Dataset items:
====================
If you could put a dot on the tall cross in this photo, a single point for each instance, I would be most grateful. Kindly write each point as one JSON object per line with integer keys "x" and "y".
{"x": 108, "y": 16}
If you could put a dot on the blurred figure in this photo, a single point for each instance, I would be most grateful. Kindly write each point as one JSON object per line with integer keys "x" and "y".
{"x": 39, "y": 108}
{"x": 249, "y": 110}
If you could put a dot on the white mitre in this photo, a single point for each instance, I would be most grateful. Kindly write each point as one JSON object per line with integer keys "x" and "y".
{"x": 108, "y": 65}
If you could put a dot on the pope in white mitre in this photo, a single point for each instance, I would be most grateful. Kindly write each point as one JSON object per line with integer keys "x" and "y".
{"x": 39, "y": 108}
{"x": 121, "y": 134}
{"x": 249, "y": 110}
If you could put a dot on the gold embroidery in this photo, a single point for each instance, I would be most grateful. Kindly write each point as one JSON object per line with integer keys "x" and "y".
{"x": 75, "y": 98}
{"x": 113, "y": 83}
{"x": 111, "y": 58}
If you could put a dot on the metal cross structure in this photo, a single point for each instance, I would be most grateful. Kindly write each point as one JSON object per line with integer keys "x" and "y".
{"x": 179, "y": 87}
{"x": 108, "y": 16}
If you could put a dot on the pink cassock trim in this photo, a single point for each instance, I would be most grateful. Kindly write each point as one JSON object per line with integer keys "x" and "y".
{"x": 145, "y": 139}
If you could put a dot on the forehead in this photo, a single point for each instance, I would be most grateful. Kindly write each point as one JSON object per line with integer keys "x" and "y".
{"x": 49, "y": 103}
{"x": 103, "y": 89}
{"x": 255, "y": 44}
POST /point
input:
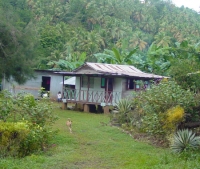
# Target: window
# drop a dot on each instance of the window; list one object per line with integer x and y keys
{"x": 103, "y": 82}
{"x": 130, "y": 84}
{"x": 85, "y": 82}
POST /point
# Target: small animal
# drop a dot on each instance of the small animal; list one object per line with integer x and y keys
{"x": 69, "y": 124}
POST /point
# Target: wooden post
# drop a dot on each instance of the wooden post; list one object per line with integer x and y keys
{"x": 64, "y": 106}
{"x": 88, "y": 88}
{"x": 107, "y": 82}
{"x": 106, "y": 109}
{"x": 86, "y": 108}
{"x": 80, "y": 88}
{"x": 63, "y": 87}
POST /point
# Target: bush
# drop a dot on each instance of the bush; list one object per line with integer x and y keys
{"x": 162, "y": 102}
{"x": 11, "y": 136}
{"x": 37, "y": 116}
{"x": 185, "y": 140}
{"x": 123, "y": 108}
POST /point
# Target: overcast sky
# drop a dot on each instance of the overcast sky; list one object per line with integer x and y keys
{"x": 194, "y": 4}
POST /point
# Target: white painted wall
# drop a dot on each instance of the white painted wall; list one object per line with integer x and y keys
{"x": 33, "y": 85}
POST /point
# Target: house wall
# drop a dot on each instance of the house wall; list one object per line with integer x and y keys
{"x": 34, "y": 85}
{"x": 97, "y": 91}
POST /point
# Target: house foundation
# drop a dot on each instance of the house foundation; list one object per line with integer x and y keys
{"x": 64, "y": 106}
{"x": 106, "y": 109}
{"x": 86, "y": 108}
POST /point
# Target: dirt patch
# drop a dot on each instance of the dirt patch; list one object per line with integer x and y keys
{"x": 143, "y": 137}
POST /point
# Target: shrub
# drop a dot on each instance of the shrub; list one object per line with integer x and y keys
{"x": 38, "y": 117}
{"x": 185, "y": 140}
{"x": 159, "y": 103}
{"x": 172, "y": 118}
{"x": 123, "y": 108}
{"x": 11, "y": 136}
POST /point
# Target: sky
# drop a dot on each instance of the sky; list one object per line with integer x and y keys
{"x": 194, "y": 4}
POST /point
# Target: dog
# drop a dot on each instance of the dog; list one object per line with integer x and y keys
{"x": 69, "y": 124}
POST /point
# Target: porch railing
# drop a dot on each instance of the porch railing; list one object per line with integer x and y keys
{"x": 96, "y": 97}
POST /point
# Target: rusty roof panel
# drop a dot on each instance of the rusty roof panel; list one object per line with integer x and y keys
{"x": 111, "y": 69}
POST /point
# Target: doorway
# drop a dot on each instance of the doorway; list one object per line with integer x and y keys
{"x": 46, "y": 81}
{"x": 109, "y": 90}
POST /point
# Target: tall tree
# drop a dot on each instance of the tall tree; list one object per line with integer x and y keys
{"x": 16, "y": 41}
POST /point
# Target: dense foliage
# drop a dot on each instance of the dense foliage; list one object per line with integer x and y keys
{"x": 25, "y": 124}
{"x": 159, "y": 113}
{"x": 17, "y": 40}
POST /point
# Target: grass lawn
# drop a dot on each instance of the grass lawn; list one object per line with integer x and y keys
{"x": 93, "y": 145}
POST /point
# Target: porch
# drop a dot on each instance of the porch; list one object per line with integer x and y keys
{"x": 102, "y": 98}
{"x": 89, "y": 98}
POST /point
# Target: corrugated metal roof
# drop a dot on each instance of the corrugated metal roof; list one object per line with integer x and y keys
{"x": 127, "y": 70}
{"x": 70, "y": 81}
{"x": 111, "y": 69}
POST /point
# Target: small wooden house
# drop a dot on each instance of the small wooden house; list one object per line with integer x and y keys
====================
◆ WHAT YOU ARE ASKED TO DO ◆
Because pictures are not wanted, give every entry above again exactly without them.

◆ TASK RESPONSE ◆
If you could put a dot on the tall cross in this photo, a single point for each instance, I would be most grateful. Kindly write each point as one JSON object per line with integer keys "x" and "y".
{"x": 108, "y": 16}
If you could put a dot on the blurred figure in this photo, a single point for each instance, I would be most grateful. Kindly write each point as one JSON object per line with integer keys "x" and "y".
{"x": 39, "y": 108}
{"x": 249, "y": 110}
If you could put a dot on the white mitre in this photo, a single point for each instance, I would be most grateful. Kindly write each point as one JSON object per line with integer keys "x" and "y".
{"x": 108, "y": 65}
If you could put a dot on the pope in white mitre in this photo, a single point for each instance, I would be most grateful. Kindly write each point as one JSON object per line with integer keys "x" and "y".
{"x": 39, "y": 108}
{"x": 121, "y": 134}
{"x": 249, "y": 110}
If you could put a dot on the gold embroidery in this photo, a single point for each instance, I would be most grateful. Kindly write each point as one JSON object per line with integer keys "x" and "y".
{"x": 75, "y": 98}
{"x": 113, "y": 83}
{"x": 111, "y": 58}
If you could put a dot on the metal cross structure in this photo, a single point for each instance, I would be most grateful. Kindly write each point as one JSON object per line with integer keys "x" and "y".
{"x": 179, "y": 87}
{"x": 108, "y": 16}
If you could put a dot on the pink cassock trim in this photo, a single point for each instance, I would be most grateful. Kindly write each point as one JSON object per line with integer keys "x" and "y".
{"x": 145, "y": 139}
If you could put a dot on the forehead in this photo, a single point for each instance, I would be most grateful. Kindly write each point as one JSON object per line with integer keys "x" and "y".
{"x": 49, "y": 103}
{"x": 103, "y": 89}
{"x": 255, "y": 44}
POST /point
input:
# Target: window
# drop a dot on each instance of the window; list one object per line with integer x and y keys
{"x": 103, "y": 82}
{"x": 130, "y": 84}
{"x": 85, "y": 82}
POST /point
# Target: small animal
# drop a dot on each instance of the small animal; list one object per line with integer x and y keys
{"x": 69, "y": 124}
POST /point
# Target: wooden post
# drop a dot on each instance of the wooden post; list one object per line with integer x and y keys
{"x": 64, "y": 106}
{"x": 88, "y": 88}
{"x": 107, "y": 82}
{"x": 106, "y": 109}
{"x": 86, "y": 108}
{"x": 80, "y": 88}
{"x": 63, "y": 87}
POST /point
# Target: bush
# drop a dot on each instance of the bush; list one object per line with integer x and y keys
{"x": 162, "y": 102}
{"x": 11, "y": 136}
{"x": 37, "y": 116}
{"x": 185, "y": 140}
{"x": 123, "y": 108}
POST /point
# Target: overcast sky
# drop a dot on each instance of the overcast sky; list one object per line with integer x and y keys
{"x": 194, "y": 4}
POST /point
# Target: white painted wall
# drop a dot on each instance of the white painted wall; list one object per line with integer x and y keys
{"x": 33, "y": 85}
POST /point
# Target: house wall
# drop a dot on each instance of the house wall; list one object per line with integer x and y keys
{"x": 34, "y": 85}
{"x": 97, "y": 91}
POST /point
# Target: house foundation
# drop a dot on each instance of the house foundation; list one object per line with integer x and y keys
{"x": 64, "y": 106}
{"x": 106, "y": 109}
{"x": 86, "y": 108}
POST /point
# Target: dirt patch
# drop a dot on each instance of the dirt patch; list one object per line with integer x and y keys
{"x": 143, "y": 137}
POST /point
# Target: shrub
# drop a dot on each instance of the shrub; list one object per line with integer x and y keys
{"x": 38, "y": 117}
{"x": 185, "y": 140}
{"x": 159, "y": 103}
{"x": 172, "y": 118}
{"x": 123, "y": 108}
{"x": 11, "y": 136}
POST /point
# Target: sky
# drop a dot on each instance of the sky; list one object per line with integer x and y keys
{"x": 194, "y": 4}
POST /point
# Target: dog
# drop a dot on each instance of the dog; list one object per line with integer x and y keys
{"x": 69, "y": 124}
POST /point
# Target: porch railing
# drop a dot on each instance of the porch railing; list one object per line with integer x and y keys
{"x": 96, "y": 97}
POST /point
# Target: rusty roof panel
# drop a dot on each instance of the rusty roof panel; list one object per line with integer x and y keys
{"x": 111, "y": 69}
POST /point
# Target: doorway
# drop a dot on each instance of the doorway; list one object per line with integer x and y keys
{"x": 46, "y": 81}
{"x": 109, "y": 90}
POST /point
# Target: tall tree
# drop a dot on each instance of the tall tree; list one object per line with integer x and y keys
{"x": 16, "y": 41}
POST /point
# Target: dense foliage
# drop a dot on each instance of the dense foliage; list one object per line with integer x and y keys
{"x": 25, "y": 124}
{"x": 159, "y": 113}
{"x": 17, "y": 40}
POST /point
# Target: grass lawn
# drop a dot on each instance of the grass lawn; list one object per line with integer x and y keys
{"x": 93, "y": 145}
POST /point
# Target: porch
# drop a dot on each instance of the porch; list one object per line with integer x and y keys
{"x": 102, "y": 98}
{"x": 89, "y": 98}
POST /point
# Target: corrugated metal roof
# drop a dot on each instance of the corrugated metal roof; list one object per line with integer x and y keys
{"x": 127, "y": 70}
{"x": 70, "y": 81}
{"x": 111, "y": 69}
POST /point
# Target: small wooden house
# drop a dot on each instance of the small wooden house; list one object per line with integer x and y keys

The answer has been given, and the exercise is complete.